[TEXT SEGMENT Boundary: Start]

Importance of friendship, as the kind of ground grounding of your work in a very practical sense. I'm thinking about. The first chapter begins with your friendship with your neighbor and A kind of collaborative writing project that didn't eventuate that you undertook with your neighbor who's a scientist. And then also. And we kind of then also have these moments of you and your friend Amy kind of doing this work on the phone together or your writing buddies. Those kinds of things, I think. I mean, I'm quite personally obsessed with friendship. Like, I'm the kind of person who'll watch a movie and, like, I don't care about, like, you know, erotic romance, but give me some people being nice to each other and I'm.
B
Seriously, Seriously.
A
Yeah. I was thinking it's interesting then to think about scholarship, not just a gift economy, but kind of as a. There's a potential ethos of friendship that could kind of animate certain types of scholarly work and could be a really cool way to think about what it means to do, say, editing or peer review in a way that's good faith and critical. Because a good friend is not someone. Is someone who's going to tell you when something's bullshit, right? When you're, like. When you're not.
B
Is this anything? No, it's not.
A
Yeah, exactly. Is this anything? No, it's not. But let's figure out how to make it something together. You know, I think I hadn't thought of that until you were just speaking just now. But there's a way that friendship is really threaded through this book. And that's quite a cool category, a relational category. I think that. And not to sort of mystify or to sort of suggest that we're not doing professional work that should be remunerated properly by institution, you know, but I think that that would be an interesting way. I think I'm going to start thinking about my labor more. More like that in future.
B
It's. It's a. It's a. It's. It's a tricky proposition because.
It'S not necess. Friendship is reciprocal. Right. And again, not transactional. And I think the. The trickiest part, the hardest part, is working out the spaces and possibilities.
Of reciprocity on the order of friendship rather than a transactional relationship. The problem with so much of these gift economies, I keep using that term, is because they have to be transactional. You need two readers reports. Again, who says? But to establish the criteria of peer review, according to publishing standards, two peer reviews is necessary. Maybe three, if they don't agree. Well, you need to get those. It's an extractive proposition. It has to happen.
So how do you mediate it through friendship? How do you reconcile it through Friendship. Can you reconcile it through friendship? That, I think is for me the hugest question. And it makes, it makes things very interesting.
One of my dear friends and collaborators on the Print Factory, the Bookstore, Dara Walker, who's a brilliant social historian.

[TEXT SEGMENT Boundary: End]

Copy the passage of the transcript on friendship and scholarship between "Of reciprocity on" and "has to happen.", inclusive.

[DATA RECORDS Boundary: Start]

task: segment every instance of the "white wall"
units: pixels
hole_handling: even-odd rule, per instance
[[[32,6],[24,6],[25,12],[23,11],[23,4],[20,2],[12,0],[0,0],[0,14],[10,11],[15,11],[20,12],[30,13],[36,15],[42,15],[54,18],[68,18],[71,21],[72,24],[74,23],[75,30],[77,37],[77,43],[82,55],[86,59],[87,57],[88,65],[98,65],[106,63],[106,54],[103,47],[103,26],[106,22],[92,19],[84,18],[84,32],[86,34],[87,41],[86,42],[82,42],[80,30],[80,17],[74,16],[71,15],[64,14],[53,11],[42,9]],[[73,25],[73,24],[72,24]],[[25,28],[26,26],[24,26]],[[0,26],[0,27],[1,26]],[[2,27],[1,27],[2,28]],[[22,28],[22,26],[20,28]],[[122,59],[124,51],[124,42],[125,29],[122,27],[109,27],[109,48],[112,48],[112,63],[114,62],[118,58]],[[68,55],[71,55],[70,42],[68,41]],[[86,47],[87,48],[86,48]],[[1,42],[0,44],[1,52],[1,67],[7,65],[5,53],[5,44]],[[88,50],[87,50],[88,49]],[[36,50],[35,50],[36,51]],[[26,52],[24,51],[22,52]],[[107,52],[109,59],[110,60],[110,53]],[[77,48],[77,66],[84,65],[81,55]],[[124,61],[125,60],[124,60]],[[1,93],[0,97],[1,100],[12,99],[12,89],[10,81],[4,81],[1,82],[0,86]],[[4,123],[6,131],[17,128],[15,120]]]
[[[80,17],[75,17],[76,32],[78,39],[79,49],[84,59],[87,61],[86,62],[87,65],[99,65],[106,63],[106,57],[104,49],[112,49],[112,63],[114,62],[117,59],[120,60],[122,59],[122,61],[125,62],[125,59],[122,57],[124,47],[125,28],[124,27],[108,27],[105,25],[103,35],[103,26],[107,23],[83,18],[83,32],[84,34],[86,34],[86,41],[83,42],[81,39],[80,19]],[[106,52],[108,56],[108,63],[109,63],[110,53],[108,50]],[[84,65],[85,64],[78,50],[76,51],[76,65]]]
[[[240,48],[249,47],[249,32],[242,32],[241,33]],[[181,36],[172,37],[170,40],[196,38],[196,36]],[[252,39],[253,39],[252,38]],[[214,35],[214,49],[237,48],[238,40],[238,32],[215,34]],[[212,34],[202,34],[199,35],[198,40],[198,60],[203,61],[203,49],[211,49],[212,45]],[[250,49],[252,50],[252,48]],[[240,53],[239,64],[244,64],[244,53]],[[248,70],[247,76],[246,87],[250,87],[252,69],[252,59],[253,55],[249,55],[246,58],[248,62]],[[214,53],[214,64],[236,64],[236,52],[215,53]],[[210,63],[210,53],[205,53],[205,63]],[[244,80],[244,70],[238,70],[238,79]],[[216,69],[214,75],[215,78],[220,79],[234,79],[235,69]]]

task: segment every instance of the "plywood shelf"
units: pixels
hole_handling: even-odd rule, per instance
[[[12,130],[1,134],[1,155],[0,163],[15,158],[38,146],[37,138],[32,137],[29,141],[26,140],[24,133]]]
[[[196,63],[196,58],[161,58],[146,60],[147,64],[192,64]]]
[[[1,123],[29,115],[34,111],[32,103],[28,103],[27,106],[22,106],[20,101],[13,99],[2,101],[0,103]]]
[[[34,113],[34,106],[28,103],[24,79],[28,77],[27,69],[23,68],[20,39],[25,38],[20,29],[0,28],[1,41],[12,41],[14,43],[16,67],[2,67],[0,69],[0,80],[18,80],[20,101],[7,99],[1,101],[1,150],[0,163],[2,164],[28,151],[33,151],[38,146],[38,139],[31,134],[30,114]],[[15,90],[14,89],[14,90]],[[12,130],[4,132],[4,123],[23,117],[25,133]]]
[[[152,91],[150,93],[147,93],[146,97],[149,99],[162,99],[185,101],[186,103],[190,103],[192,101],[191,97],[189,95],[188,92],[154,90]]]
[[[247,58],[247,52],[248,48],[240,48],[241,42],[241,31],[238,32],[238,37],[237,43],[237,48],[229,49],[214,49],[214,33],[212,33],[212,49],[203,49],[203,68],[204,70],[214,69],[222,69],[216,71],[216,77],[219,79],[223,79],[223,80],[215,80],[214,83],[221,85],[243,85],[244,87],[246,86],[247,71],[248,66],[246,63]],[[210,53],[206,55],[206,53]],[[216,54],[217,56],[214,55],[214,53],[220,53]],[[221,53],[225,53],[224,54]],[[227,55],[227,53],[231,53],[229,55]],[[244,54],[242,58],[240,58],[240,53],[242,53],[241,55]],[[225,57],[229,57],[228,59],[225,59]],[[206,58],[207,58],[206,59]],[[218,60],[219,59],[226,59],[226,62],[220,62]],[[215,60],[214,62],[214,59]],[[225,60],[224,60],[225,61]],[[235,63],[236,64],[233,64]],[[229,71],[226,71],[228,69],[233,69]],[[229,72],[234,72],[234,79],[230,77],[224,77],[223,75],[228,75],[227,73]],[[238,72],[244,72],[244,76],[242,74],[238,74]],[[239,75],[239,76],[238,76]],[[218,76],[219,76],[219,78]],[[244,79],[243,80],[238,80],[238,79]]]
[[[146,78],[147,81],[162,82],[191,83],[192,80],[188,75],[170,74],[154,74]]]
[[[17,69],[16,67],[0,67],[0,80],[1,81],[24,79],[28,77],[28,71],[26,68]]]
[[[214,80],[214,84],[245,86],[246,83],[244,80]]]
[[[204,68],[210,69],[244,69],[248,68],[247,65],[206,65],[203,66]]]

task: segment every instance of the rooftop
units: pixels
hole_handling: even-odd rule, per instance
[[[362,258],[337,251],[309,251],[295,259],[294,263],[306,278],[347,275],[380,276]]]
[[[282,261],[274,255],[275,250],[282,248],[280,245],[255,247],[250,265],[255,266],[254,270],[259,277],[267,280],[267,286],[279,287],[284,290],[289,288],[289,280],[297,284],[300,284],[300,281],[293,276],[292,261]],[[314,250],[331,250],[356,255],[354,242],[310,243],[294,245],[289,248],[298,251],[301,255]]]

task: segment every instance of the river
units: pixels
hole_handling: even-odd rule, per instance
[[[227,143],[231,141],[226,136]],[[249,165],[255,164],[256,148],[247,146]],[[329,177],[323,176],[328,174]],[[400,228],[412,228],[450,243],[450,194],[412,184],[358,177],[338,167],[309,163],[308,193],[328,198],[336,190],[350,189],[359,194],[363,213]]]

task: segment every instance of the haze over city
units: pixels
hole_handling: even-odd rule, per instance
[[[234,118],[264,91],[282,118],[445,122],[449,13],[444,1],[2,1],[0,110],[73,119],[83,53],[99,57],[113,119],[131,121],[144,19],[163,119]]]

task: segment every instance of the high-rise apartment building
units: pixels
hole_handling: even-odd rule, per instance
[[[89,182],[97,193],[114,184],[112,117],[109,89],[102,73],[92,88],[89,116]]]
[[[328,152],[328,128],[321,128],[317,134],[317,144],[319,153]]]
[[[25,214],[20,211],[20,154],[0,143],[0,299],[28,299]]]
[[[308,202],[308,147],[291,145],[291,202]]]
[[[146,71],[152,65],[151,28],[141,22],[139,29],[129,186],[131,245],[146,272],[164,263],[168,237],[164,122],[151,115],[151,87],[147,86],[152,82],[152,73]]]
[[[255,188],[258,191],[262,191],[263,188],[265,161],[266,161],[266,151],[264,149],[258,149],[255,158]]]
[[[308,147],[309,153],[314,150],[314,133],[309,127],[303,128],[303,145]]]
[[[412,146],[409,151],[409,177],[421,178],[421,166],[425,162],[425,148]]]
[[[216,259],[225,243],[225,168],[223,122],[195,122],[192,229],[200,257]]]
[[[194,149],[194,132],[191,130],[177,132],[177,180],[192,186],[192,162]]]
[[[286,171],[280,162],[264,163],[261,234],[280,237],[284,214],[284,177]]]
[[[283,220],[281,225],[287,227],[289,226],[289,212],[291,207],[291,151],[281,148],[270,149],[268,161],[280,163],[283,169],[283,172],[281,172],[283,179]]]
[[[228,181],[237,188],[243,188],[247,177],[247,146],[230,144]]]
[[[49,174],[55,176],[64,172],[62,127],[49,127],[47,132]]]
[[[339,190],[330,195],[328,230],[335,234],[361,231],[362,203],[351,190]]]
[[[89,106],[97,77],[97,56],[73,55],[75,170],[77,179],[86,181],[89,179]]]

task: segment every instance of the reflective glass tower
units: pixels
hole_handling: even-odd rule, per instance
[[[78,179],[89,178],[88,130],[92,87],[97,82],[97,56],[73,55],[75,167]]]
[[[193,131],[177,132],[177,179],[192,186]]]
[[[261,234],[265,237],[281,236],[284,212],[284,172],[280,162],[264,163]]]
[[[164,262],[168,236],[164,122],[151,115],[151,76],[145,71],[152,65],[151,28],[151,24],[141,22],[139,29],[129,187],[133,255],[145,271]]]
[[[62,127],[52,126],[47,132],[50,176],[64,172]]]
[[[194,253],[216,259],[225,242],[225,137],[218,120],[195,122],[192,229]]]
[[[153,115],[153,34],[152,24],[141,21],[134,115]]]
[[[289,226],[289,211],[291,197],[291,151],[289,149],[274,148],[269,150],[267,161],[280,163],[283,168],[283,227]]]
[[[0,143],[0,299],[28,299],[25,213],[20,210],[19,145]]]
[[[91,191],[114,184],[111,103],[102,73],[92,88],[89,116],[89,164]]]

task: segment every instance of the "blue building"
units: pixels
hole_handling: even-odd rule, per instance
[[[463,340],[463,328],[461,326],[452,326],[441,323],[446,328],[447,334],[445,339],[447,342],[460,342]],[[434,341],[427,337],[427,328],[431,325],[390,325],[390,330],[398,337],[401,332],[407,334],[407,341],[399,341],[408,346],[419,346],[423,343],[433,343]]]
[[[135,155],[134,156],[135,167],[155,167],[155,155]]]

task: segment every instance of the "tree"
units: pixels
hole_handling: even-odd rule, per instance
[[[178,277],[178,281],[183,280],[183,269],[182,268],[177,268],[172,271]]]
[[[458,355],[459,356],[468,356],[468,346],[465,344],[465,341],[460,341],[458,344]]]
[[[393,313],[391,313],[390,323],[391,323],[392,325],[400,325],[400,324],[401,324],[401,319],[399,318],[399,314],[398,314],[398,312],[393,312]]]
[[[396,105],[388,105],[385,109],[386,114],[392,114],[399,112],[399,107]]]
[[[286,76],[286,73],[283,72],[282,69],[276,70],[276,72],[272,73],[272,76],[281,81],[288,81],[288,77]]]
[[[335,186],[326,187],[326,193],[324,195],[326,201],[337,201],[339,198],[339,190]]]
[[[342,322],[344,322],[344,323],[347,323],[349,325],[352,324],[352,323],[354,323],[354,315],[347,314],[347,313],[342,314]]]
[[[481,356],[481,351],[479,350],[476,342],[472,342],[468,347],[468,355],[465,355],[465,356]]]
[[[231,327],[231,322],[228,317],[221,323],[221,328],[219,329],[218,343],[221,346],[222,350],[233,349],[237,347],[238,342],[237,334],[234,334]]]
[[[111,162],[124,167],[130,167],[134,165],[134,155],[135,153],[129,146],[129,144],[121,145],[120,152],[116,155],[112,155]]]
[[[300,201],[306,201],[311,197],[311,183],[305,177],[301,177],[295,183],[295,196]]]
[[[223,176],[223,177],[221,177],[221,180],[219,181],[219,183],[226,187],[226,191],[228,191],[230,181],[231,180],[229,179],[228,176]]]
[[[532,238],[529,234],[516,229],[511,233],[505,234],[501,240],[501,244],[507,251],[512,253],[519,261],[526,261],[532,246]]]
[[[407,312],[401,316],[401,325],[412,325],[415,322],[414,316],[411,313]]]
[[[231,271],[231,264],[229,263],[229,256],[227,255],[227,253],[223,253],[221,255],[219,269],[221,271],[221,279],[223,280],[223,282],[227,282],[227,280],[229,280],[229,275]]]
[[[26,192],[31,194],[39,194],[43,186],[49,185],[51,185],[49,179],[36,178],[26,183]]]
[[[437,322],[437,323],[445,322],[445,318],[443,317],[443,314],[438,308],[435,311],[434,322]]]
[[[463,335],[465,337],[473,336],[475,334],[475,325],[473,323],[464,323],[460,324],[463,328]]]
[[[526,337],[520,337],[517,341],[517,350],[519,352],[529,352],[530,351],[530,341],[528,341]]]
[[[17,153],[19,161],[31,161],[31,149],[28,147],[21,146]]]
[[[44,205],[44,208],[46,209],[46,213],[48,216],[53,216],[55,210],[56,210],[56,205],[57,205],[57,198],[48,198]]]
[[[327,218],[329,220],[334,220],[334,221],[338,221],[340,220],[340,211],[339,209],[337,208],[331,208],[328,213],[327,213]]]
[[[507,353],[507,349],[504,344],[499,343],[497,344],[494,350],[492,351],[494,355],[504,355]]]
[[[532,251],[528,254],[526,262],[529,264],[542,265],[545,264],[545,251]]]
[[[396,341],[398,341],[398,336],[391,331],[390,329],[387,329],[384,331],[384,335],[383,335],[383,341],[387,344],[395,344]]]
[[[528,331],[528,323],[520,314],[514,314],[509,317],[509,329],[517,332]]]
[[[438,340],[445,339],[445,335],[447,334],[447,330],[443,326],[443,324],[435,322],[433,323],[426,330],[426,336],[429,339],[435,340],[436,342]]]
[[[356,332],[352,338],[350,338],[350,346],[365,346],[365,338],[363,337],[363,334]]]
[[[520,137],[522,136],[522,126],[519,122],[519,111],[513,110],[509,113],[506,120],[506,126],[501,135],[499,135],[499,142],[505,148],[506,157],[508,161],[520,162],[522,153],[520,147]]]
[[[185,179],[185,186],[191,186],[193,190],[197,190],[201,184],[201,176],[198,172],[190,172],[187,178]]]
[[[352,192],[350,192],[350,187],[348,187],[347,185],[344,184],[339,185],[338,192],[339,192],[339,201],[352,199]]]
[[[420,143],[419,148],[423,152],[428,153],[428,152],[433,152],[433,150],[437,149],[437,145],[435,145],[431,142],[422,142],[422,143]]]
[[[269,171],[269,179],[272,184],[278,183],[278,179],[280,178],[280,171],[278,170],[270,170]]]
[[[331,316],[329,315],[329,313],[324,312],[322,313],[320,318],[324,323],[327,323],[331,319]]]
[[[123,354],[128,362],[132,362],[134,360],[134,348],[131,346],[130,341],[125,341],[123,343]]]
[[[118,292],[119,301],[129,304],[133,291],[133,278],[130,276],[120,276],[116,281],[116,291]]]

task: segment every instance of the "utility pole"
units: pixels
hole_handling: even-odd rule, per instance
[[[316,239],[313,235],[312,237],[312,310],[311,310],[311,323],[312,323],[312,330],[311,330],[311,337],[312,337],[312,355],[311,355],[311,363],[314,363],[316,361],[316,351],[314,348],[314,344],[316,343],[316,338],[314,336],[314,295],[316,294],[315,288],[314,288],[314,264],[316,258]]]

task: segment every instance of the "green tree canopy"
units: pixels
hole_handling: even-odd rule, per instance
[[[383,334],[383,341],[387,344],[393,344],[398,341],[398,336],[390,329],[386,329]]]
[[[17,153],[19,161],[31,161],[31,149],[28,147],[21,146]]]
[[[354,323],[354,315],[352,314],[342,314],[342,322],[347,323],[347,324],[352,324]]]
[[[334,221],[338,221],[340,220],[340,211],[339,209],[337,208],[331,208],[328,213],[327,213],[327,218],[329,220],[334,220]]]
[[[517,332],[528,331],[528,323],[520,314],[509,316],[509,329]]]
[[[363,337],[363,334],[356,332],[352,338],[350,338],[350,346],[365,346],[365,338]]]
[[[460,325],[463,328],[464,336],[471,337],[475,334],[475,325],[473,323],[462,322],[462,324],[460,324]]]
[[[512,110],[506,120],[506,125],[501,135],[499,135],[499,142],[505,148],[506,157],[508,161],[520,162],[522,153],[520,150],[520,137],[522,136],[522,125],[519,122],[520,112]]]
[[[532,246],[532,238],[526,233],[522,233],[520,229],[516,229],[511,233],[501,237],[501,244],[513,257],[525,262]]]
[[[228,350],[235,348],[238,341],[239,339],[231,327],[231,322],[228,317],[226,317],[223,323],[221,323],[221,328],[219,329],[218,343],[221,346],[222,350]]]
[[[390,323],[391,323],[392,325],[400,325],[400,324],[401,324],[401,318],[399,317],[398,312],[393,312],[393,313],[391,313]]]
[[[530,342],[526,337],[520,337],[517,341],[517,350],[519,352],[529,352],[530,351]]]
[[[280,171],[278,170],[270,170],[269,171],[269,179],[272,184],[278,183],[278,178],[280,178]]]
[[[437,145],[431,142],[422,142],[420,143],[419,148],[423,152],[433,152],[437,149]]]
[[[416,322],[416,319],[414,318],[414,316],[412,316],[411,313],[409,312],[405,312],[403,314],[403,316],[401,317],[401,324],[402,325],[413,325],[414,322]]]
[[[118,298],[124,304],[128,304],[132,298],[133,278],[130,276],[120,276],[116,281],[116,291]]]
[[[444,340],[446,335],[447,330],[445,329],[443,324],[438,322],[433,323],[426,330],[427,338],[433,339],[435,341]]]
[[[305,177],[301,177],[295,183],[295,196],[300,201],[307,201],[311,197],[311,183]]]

[DATA RECORDS Boundary: End]

SOLUTION TO THIS PROBLEM:
Of reciprocity on the order of friendship rather than a transactional relationship. The problem with so much of these gift economies, I keep using that term, is because they have to be transactional. You need two readers reports. Again, who says? But to establish the criteria of peer review, according to publishing standards, two peer reviews is necessary. Maybe three, if they don't agree. Well, you need to get those. It's an extractive proposition. It has to happen.